Exercise data
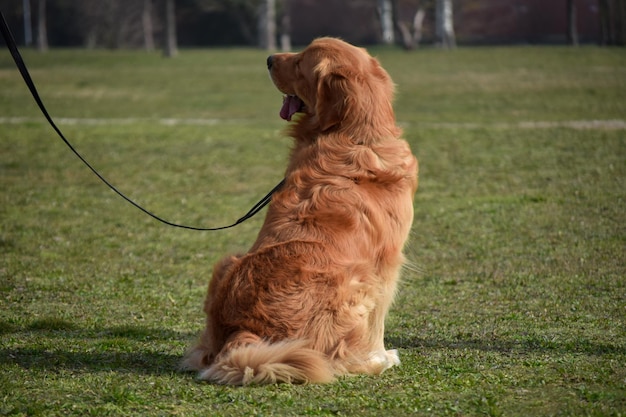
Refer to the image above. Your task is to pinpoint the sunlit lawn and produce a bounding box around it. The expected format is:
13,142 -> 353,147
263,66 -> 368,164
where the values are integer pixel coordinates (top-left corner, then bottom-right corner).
0,47 -> 626,416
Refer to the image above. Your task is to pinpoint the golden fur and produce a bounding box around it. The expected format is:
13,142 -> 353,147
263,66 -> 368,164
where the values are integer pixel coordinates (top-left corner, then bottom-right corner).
183,38 -> 417,385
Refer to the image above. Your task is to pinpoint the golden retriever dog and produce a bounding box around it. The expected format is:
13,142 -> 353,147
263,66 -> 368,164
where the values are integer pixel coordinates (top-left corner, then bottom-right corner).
183,38 -> 417,385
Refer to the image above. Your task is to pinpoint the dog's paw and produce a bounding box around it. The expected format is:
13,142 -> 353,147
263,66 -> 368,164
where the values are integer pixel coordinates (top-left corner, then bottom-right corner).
385,349 -> 400,369
367,349 -> 400,374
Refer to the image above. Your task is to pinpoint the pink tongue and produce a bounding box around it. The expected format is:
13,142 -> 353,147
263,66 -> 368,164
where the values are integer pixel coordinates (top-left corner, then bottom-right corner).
280,96 -> 302,122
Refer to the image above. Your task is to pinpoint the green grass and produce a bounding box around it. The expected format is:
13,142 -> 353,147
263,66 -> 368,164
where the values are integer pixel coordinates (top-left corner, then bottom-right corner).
0,47 -> 626,416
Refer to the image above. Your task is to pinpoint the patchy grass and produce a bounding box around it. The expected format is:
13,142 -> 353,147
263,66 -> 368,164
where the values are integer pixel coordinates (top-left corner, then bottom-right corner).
0,44 -> 626,416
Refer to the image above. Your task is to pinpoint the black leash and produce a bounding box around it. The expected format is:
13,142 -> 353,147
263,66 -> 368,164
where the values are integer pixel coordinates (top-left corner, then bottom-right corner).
0,11 -> 285,231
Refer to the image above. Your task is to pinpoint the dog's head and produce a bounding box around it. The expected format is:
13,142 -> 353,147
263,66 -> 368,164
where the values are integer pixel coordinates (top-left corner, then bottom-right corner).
267,38 -> 395,132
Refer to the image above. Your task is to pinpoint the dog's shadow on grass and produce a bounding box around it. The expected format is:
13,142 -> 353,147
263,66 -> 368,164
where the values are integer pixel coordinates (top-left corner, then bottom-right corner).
385,333 -> 626,356
0,319 -> 196,375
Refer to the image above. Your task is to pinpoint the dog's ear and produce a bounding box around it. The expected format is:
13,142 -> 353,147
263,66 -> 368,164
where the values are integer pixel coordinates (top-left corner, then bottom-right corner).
315,66 -> 355,131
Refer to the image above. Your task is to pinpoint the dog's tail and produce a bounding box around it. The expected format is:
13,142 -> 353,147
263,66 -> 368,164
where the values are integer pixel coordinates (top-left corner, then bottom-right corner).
199,340 -> 334,385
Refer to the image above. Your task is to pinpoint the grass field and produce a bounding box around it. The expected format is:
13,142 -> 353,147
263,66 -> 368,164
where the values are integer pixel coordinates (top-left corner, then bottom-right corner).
0,47 -> 626,416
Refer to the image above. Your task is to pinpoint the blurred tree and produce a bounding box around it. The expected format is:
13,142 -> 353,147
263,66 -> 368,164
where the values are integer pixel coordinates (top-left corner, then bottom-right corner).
141,0 -> 154,51
376,0 -> 395,45
258,0 -> 276,51
435,0 -> 456,49
391,0 -> 432,50
37,0 -> 48,52
280,0 -> 291,52
163,0 -> 178,58
22,0 -> 33,46
567,0 -> 578,46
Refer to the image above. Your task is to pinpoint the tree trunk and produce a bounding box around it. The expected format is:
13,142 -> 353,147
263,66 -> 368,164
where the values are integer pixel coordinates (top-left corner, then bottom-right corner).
378,0 -> 395,45
163,0 -> 178,58
141,0 -> 154,52
258,0 -> 276,51
37,0 -> 48,52
22,0 -> 33,46
280,0 -> 291,52
567,0 -> 578,46
435,0 -> 456,49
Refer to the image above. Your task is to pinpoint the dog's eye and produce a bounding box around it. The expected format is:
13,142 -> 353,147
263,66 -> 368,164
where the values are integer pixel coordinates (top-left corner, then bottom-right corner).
295,59 -> 300,75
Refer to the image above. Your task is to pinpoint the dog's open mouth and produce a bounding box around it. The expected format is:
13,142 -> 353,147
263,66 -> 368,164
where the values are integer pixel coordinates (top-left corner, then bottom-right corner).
280,94 -> 304,122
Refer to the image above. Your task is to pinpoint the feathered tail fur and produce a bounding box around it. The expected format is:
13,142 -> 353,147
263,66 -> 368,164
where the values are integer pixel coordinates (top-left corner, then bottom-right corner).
199,340 -> 334,385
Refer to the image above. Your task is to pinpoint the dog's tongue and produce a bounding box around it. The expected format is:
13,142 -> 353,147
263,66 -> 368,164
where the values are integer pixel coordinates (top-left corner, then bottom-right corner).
280,95 -> 302,122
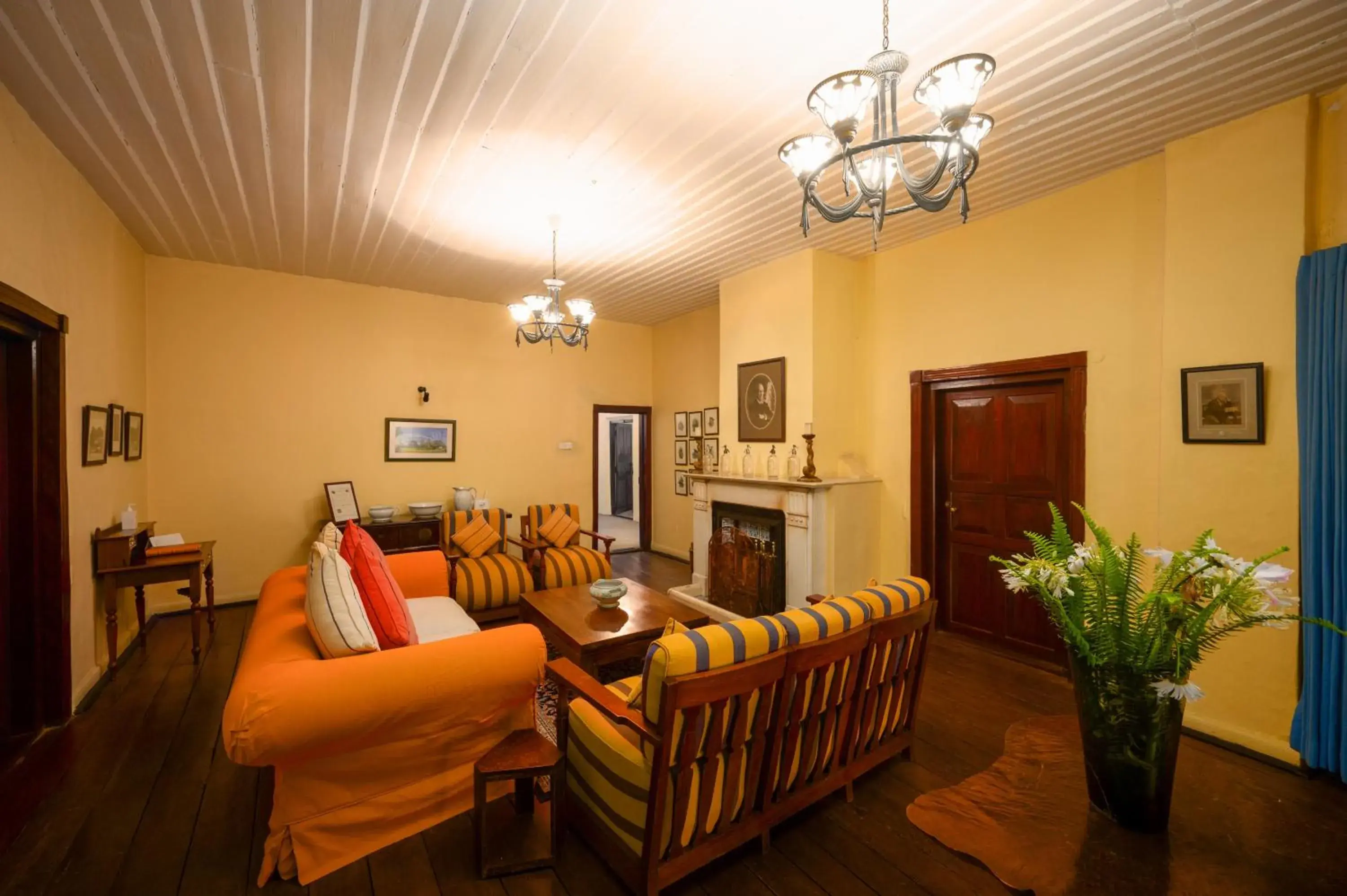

Given exercise
Pick out every line in the data above that contains the word "tongue" and copy each one in full. Treat uppercase and lowercase letters as different.

Exercise output
Refer to the image above. Your task is to pinpoint the pink tongue and produce a bounding box around it. The expected format is:
Refer to the image above. Your task is to pinpoint the dog's tongue and produce a bounding box around it. The expected format is:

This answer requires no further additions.